# ACTIVITY
Quote the passage of the Wells Fargo earnings article verbatim, from "Overall revenue at" up to and including "economy, he said.".

Start of EXCERPTED TEXT

Wells Fargo Profitable Again, Posts $2B Profit As Layoffs Begin
Oct. 14--Wells Fargo returned to profitability in the third quarter, posting net income of $2 billion for the third quarter as management begins to restructure the bank and cut billions in expenses.
It's a rapid reversal from the second quarter, when the bank lost $2.4 billion, which was its first recorded quarterly loss since the financial crisis. The return to profit, though, was not as sharp as Wall Street analysts anticipated, and shares fell 6%.
Overall revenue at the San Francisco-based bank fell to $18.9 billion from $22 billion in the second quarter, according to its Wednesday earnings report. Expenses not related to interest rose $30 million to $15.2 billion.
While revenue fell and expenses rose, net income rose partly because the bank did not increase the reserve it holds in preparation for a wave of anticipated defaults related in part to the economic damage from the coronavirus pandemic, which remained at $20.5 billion.
'Recovery remains unclear'
"Our third quarter results reflect the impact of aggressive monetary and fiscal stimulus on the US economy," CEO Charlie Scharf said in a statement. Recovering mortgage and stock markets helped the earnings report, as did a general improvement in the broader economy, he said.
Still, "the trajectory of the economic recovery remains unclear as the negative impact of COVID continues and further fiscal stimulus is uncertain," Scharf said.
That picture is a more dour one that its rival Bank of America painted in its earnings earlier Wednesday. The Charlotte-headquartered bank posted nearly $5 billion in profit for the quarter.

End of EXCERPTED TEXT
Start of RECORDS PROVIDED

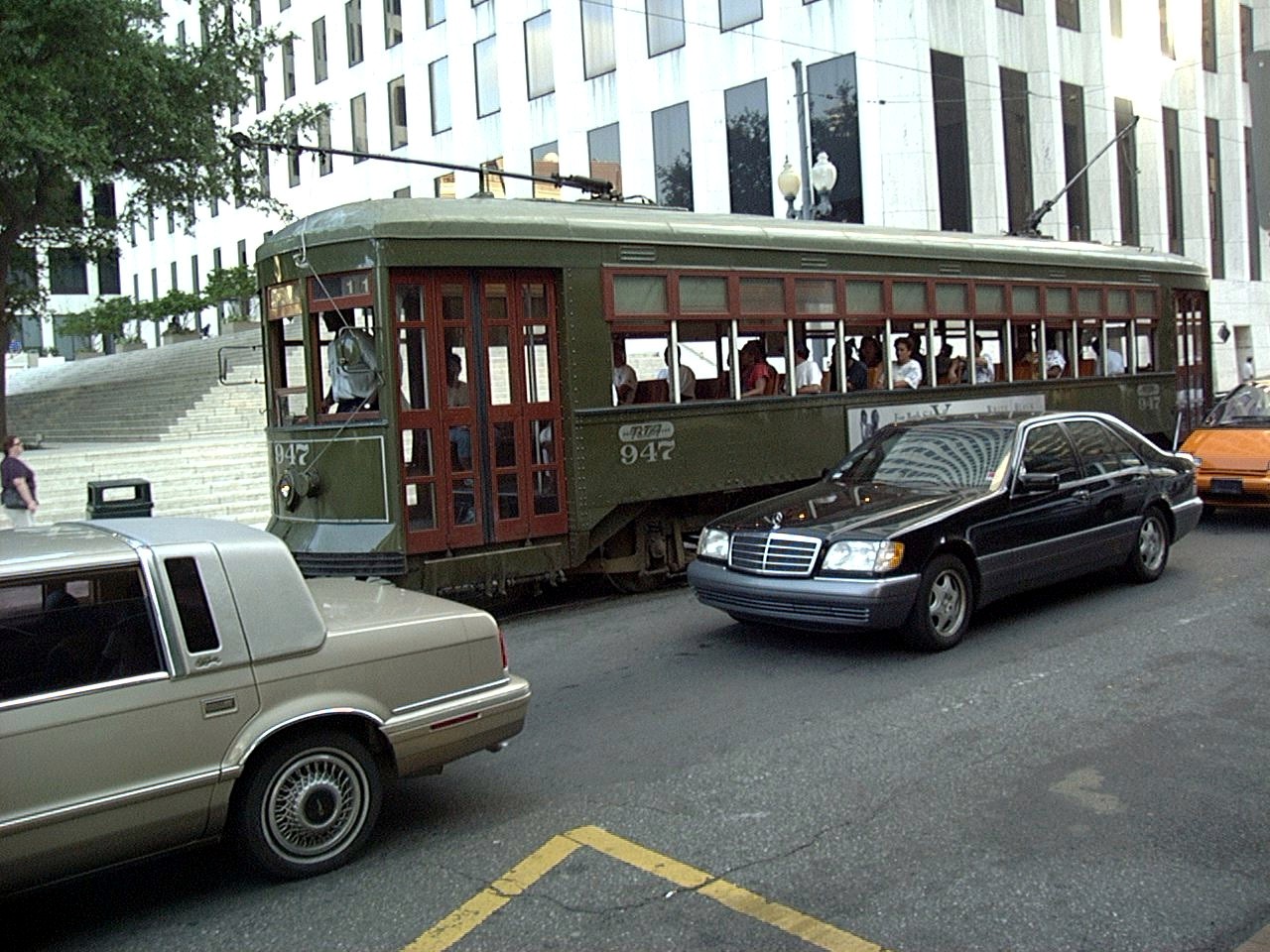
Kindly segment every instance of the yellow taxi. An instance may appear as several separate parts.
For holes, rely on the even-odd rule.
[[[1270,508],[1270,378],[1227,393],[1182,443],[1199,463],[1196,487],[1212,506]]]

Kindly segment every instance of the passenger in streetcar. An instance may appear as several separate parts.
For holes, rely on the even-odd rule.
[[[635,386],[639,377],[635,368],[626,363],[626,344],[621,340],[613,341],[613,392],[618,404],[635,402]]]
[[[860,339],[860,359],[865,364],[865,377],[867,390],[884,390],[886,387],[886,368],[881,362],[881,341],[871,334]]]
[[[326,411],[378,410],[380,367],[375,357],[375,338],[361,327],[340,325],[340,320],[339,314],[325,315],[326,329],[335,331],[326,345],[326,369],[330,373]]]
[[[765,396],[776,382],[776,371],[767,363],[767,352],[759,340],[751,340],[740,349],[740,395]]]
[[[692,368],[683,363],[683,350],[678,352],[679,358],[679,400],[693,400],[697,396],[697,374],[692,372]],[[665,367],[657,372],[658,380],[667,381],[669,386],[671,380],[671,348],[665,348],[663,354],[665,360]],[[669,392],[669,391],[667,391]]]
[[[997,380],[997,364],[988,353],[988,345],[979,334],[974,335],[974,382],[992,383]]]
[[[798,357],[798,363],[794,364],[794,392],[819,393],[820,368],[812,359],[812,352],[808,350],[806,344],[799,344],[794,348],[794,353]]]
[[[893,390],[917,390],[922,385],[922,366],[913,359],[913,344],[908,338],[895,340],[895,362],[890,366]]]

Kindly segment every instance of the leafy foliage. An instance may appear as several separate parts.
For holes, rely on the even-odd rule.
[[[99,253],[155,208],[182,222],[198,203],[235,198],[284,213],[230,141],[255,70],[282,42],[244,4],[202,0],[199,42],[168,43],[157,0],[4,0],[0,8],[0,348],[39,282],[15,284],[23,249]],[[321,104],[241,129],[284,141]],[[117,215],[79,202],[80,183],[127,183]],[[0,397],[4,395],[0,368]],[[3,430],[0,400],[0,430]]]

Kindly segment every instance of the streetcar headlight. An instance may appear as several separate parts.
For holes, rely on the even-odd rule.
[[[697,539],[697,555],[706,559],[728,559],[728,533],[723,529],[701,529]]]
[[[831,572],[888,572],[903,560],[903,542],[834,542],[822,567]]]

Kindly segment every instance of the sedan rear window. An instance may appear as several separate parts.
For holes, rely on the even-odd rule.
[[[1012,428],[897,428],[862,444],[843,461],[836,477],[894,486],[996,489],[1013,443]]]

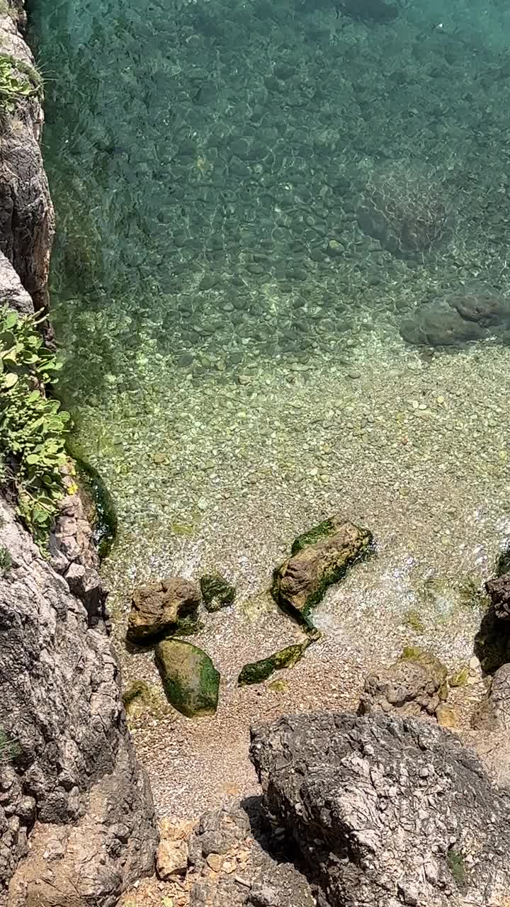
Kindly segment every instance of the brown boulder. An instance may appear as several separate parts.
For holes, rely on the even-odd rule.
[[[188,580],[173,576],[150,582],[132,593],[127,637],[150,642],[163,633],[190,629],[197,619],[201,596]]]
[[[359,715],[395,712],[401,717],[436,715],[447,697],[447,670],[432,652],[405,649],[389,668],[369,674],[359,700]]]
[[[274,573],[272,595],[285,609],[307,620],[326,590],[373,547],[371,533],[348,520],[325,520],[295,540],[291,557]]]

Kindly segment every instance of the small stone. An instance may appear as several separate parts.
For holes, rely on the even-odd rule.
[[[213,873],[221,873],[224,859],[225,857],[221,853],[209,853],[207,856],[207,864]]]

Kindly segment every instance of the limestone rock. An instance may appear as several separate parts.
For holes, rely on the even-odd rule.
[[[117,663],[1,499],[0,544],[0,728],[15,742],[0,766],[0,900],[11,880],[12,907],[113,907],[157,843]]]
[[[486,907],[510,896],[508,798],[432,722],[292,716],[254,728],[250,753],[319,904]]]
[[[315,907],[259,798],[206,813],[190,840],[191,907]]]
[[[132,593],[128,639],[147,643],[175,633],[183,621],[196,621],[199,605],[200,592],[188,580],[175,576],[148,583]]]
[[[275,571],[275,601],[307,620],[327,588],[372,546],[368,530],[340,517],[325,520],[295,540],[290,558]]]
[[[419,306],[400,333],[407,343],[463,346],[510,328],[510,304],[485,287],[467,287]]]
[[[447,697],[447,669],[432,654],[407,649],[388,668],[369,674],[359,700],[358,714],[396,712],[400,716],[434,715]]]
[[[510,663],[498,668],[491,678],[487,696],[471,723],[479,730],[510,730]]]
[[[12,8],[19,6],[13,4]],[[15,15],[0,15],[0,40],[3,54],[34,65],[17,31]],[[36,311],[47,307],[54,233],[54,209],[39,147],[43,122],[40,98],[32,96],[19,102],[15,120],[3,117],[0,159],[0,251],[13,265]],[[9,302],[18,311],[27,311],[26,297],[16,294]]]
[[[510,619],[510,573],[503,573],[485,583],[485,591],[500,620]]]
[[[220,573],[208,573],[201,578],[203,603],[208,611],[219,611],[231,605],[236,597],[235,586]]]
[[[207,652],[182,639],[163,639],[155,658],[166,697],[179,712],[189,718],[214,714],[220,674]]]

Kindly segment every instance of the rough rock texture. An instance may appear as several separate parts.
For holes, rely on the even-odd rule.
[[[503,907],[510,801],[432,722],[340,713],[255,728],[268,811],[320,907]]]
[[[220,674],[207,652],[182,639],[163,639],[155,659],[167,699],[178,711],[188,718],[214,714]]]
[[[283,829],[280,829],[282,832]],[[190,840],[191,907],[314,907],[258,802],[207,813]]]
[[[30,315],[34,311],[32,297],[22,285],[11,262],[0,252],[1,301],[10,308],[15,308],[21,315]]]
[[[0,545],[0,728],[15,741],[0,765],[0,892],[14,876],[13,907],[110,907],[152,871],[157,840],[118,668],[1,500]]]
[[[279,605],[307,619],[328,586],[373,545],[370,532],[333,517],[299,536],[291,557],[275,571],[272,594]]]
[[[15,11],[21,5],[8,0]],[[2,53],[34,66],[16,18],[0,14]],[[0,250],[14,266],[36,310],[47,307],[47,281],[54,215],[39,141],[44,115],[40,99],[16,105],[2,124],[0,143]]]
[[[404,649],[397,661],[369,674],[359,700],[358,714],[435,715],[448,695],[447,669],[432,652]]]
[[[176,632],[182,620],[196,621],[200,600],[197,587],[178,576],[135,590],[129,615],[128,639],[143,644],[162,633]]]
[[[510,730],[510,663],[498,668],[491,678],[487,696],[471,723],[479,730]]]
[[[505,336],[509,328],[508,300],[475,286],[419,306],[403,322],[400,333],[417,346],[463,346],[492,335]]]
[[[65,481],[72,485],[70,476]],[[98,572],[99,557],[92,536],[80,495],[67,494],[60,502],[60,514],[50,536],[50,563],[85,607],[89,624],[94,627],[107,619],[108,589]]]
[[[510,573],[489,580],[485,583],[485,591],[489,596],[495,614],[500,620],[510,620]]]

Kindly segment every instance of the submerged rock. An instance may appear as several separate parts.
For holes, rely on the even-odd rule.
[[[238,678],[240,687],[246,687],[248,684],[261,683],[270,678],[274,671],[281,670],[283,668],[293,668],[299,658],[302,658],[308,647],[311,645],[312,639],[305,639],[304,642],[297,642],[293,646],[287,646],[285,649],[273,652],[267,658],[260,658],[259,661],[251,661],[241,668]]]
[[[147,643],[163,633],[190,632],[197,621],[200,592],[181,577],[148,583],[132,593],[127,638]]]
[[[236,597],[235,586],[221,573],[208,573],[201,578],[201,591],[208,611],[219,611],[231,605]]]
[[[486,288],[473,287],[419,306],[400,333],[415,346],[463,346],[509,328],[508,301]]]
[[[495,614],[500,620],[510,620],[510,573],[503,573],[485,583]]]
[[[291,557],[275,571],[271,589],[275,601],[309,626],[309,614],[328,587],[372,547],[368,530],[340,517],[325,520],[298,536]]]
[[[264,805],[318,903],[460,907],[510,895],[510,806],[432,722],[316,713],[251,731]]]
[[[182,639],[158,643],[155,660],[170,703],[188,718],[214,715],[220,674],[207,652]]]
[[[435,715],[448,695],[447,673],[445,665],[432,652],[405,649],[397,661],[368,675],[358,714]]]

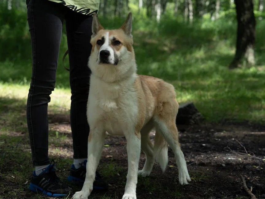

End of RECORDS PROVIDED

# OUTPUT
Overall revenue at the San Francisco-based bank fell to $18.9 billion from $22 billion in the second quarter, according to its Wednesday earnings report. Expenses not related to interest rose $30 million to $15.2 billion.
While revenue fell and expenses rose, net income rose partly because the bank did not increase the reserve it holds in preparation for a wave of anticipated defaults related in part to the economic damage from the coronavirus pandemic, which remained at $20.5 billion.
'Recovery remains unclear'
"Our third quarter results reflect the impact of aggressive monetary and fiscal stimulus on the US economy," CEO Charlie Scharf said in a statement. Recovering mortgage and stock markets helped the earnings report, as did a general improvement in the broader economy, he said.